**SUPPLIED PASSAGE**
Well, like when talking about your pool scene, just before everything went down, when he was cleaning the pool, Oliver Reed finds this pair of wire rimmed glasses, broken glasses, and he puts them on for a second.

David:

Right.

Patrick:

And that's kind of it for him. The next time you see him in that pool, he gets really violent and you get the idea almost drowning his son.

And you kind of get the idea that things are playing out the way they've done before in the past. Like, that's some untold story about those glasses. The kid has the same thing.

They go for a walk in the woods and they find this weird old tricycle in a graveyard. Yeah. And after that thing starts to get weird for him.

David:

So it happens to all of them. Yeah, it really does. And I didn't really think of it like that, which is kind of cool.

Patrick:

I just thought I noticed it this time just because I've seen it a million times and I was supposed to review it last year on the show, but I didn't. So I watched it recently, so things were okay. What do I have? Oh, yeah. And the pool.

The pool area renews itself after that whole violent scene that scared you so much.

David:

Right? It was pretty nasty at first. And then the very next time you see it, it looks like a resort.

Patrick:

It's gorgeous. And my next note is Lemon oil, my ass. That's what Karen. She's like, it's amazing what a little lemon oil will do. Fuck you.

It was the pain, it was the fear, it was the anger. It was whatever they did in that pool that brought it back.

David:

Yeah. And like, you know. Yeah. And I restored all the cracks and I. Yeah, yeah. Uh huh.

Patrick:

And I retiled everything. Lemon oil.

**Data listing**

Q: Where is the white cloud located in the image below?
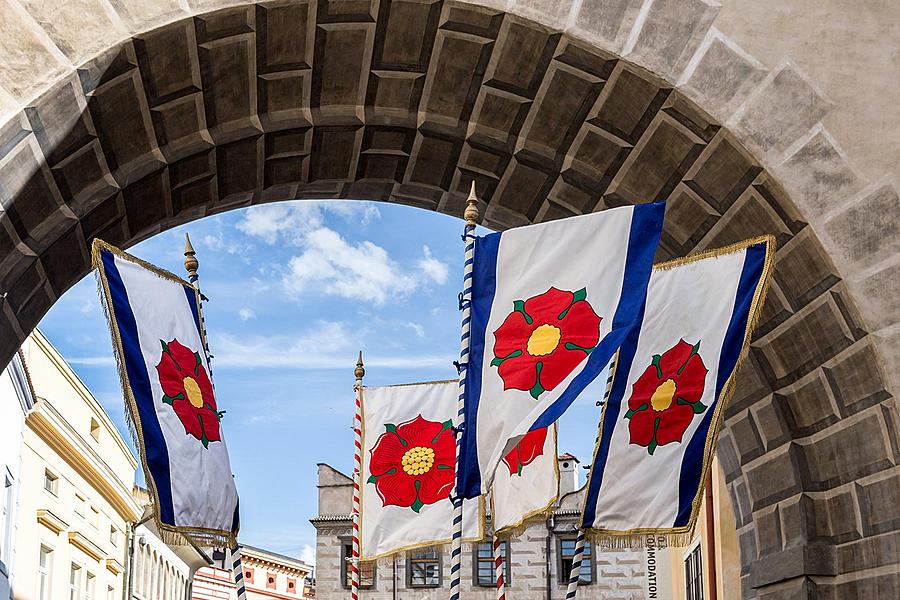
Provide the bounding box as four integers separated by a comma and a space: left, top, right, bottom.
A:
211, 321, 454, 370
282, 227, 417, 304
404, 321, 425, 338
417, 246, 449, 285
300, 544, 316, 566
237, 200, 381, 245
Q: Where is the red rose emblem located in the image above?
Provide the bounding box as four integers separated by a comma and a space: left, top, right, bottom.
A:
503, 427, 547, 476
156, 339, 224, 448
491, 288, 600, 400
625, 340, 709, 454
367, 415, 456, 512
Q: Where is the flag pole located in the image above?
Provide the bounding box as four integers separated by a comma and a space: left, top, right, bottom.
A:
566, 354, 618, 600
184, 232, 247, 600
348, 350, 366, 600
493, 532, 506, 600
450, 180, 478, 600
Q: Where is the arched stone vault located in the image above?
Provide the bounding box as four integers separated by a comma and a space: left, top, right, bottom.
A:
0, 0, 900, 598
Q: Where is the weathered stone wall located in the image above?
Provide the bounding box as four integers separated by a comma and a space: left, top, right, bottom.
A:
313, 465, 644, 600
0, 0, 900, 598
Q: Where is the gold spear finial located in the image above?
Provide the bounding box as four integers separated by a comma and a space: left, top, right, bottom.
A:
463, 179, 478, 227
184, 232, 200, 277
353, 350, 366, 381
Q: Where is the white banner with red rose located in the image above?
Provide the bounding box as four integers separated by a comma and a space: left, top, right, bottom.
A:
491, 423, 559, 536
458, 203, 665, 498
582, 236, 774, 545
93, 240, 238, 545
360, 381, 484, 560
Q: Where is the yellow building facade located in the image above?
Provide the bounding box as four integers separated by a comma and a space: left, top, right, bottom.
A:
14, 331, 140, 600
658, 459, 742, 600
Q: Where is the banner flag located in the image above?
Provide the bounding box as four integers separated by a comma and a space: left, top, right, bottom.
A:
457, 202, 665, 498
491, 423, 559, 536
92, 240, 239, 547
582, 236, 775, 545
359, 381, 484, 561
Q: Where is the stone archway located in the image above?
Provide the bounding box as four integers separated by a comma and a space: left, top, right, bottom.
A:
0, 0, 900, 598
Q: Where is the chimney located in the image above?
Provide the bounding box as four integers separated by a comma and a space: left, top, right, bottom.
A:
556, 452, 579, 498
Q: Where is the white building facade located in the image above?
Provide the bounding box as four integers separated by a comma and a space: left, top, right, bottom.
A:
13, 331, 142, 600
0, 354, 34, 600
310, 455, 647, 600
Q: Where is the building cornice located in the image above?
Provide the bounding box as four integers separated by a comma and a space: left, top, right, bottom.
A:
26, 329, 138, 469
69, 531, 106, 561
25, 408, 141, 522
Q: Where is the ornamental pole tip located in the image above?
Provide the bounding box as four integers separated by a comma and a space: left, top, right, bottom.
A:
184, 232, 200, 277
463, 179, 478, 227
353, 350, 366, 381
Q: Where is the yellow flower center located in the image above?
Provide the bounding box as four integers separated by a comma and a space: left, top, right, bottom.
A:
528, 324, 562, 356
182, 377, 203, 408
400, 446, 434, 475
650, 379, 675, 412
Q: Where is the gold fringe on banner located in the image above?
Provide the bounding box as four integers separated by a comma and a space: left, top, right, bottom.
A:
581, 235, 776, 548
91, 239, 237, 548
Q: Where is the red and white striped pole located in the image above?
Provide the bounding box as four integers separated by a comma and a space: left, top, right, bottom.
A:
349, 350, 366, 600
494, 534, 506, 600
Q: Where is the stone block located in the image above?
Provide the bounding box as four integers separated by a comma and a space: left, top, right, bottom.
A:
753, 295, 854, 386
774, 227, 840, 309
822, 182, 900, 272
813, 486, 862, 544
773, 370, 840, 437
624, 0, 722, 81
729, 64, 832, 158
838, 531, 900, 572
679, 27, 768, 121
846, 254, 900, 331
800, 406, 893, 490
856, 467, 900, 535
823, 338, 890, 414
744, 444, 803, 512
728, 410, 765, 464
775, 126, 861, 223
778, 494, 815, 548
750, 544, 838, 597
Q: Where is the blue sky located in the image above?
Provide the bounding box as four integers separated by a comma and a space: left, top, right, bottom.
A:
40, 201, 602, 562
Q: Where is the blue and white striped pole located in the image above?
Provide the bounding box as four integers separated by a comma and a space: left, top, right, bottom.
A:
450, 181, 478, 600
184, 232, 247, 600
566, 354, 618, 600
566, 529, 584, 600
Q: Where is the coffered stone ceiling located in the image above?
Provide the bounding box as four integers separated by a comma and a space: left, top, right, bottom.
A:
0, 0, 900, 598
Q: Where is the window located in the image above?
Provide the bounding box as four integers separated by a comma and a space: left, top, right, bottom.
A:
406, 547, 443, 587
37, 546, 53, 600
69, 563, 84, 600
84, 573, 97, 600
684, 540, 703, 600
556, 538, 594, 585
341, 544, 375, 589
472, 541, 512, 587
44, 470, 59, 496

**REQUIRED WORK**
Please print the transcript word for word, beginning at "Well, like when" and stopping after "the same thing.".

**RESPONSE TO THE EXERCISE**
Well, like when talking about your pool scene, just before everything went down, when he was cleaning the pool, Oliver Reed finds this pair of wire rimmed glasses, broken glasses, and he puts them on for a second.

David:

Right.

Patrick:

And that's kind of it for him. The next time you see him in that pool, he gets really violent and you get the idea almost drowning his son.

And you kind of get the idea that things are playing out the way they've done before in the past. Like, that's some untold story about those glasses. The kid has the same thing.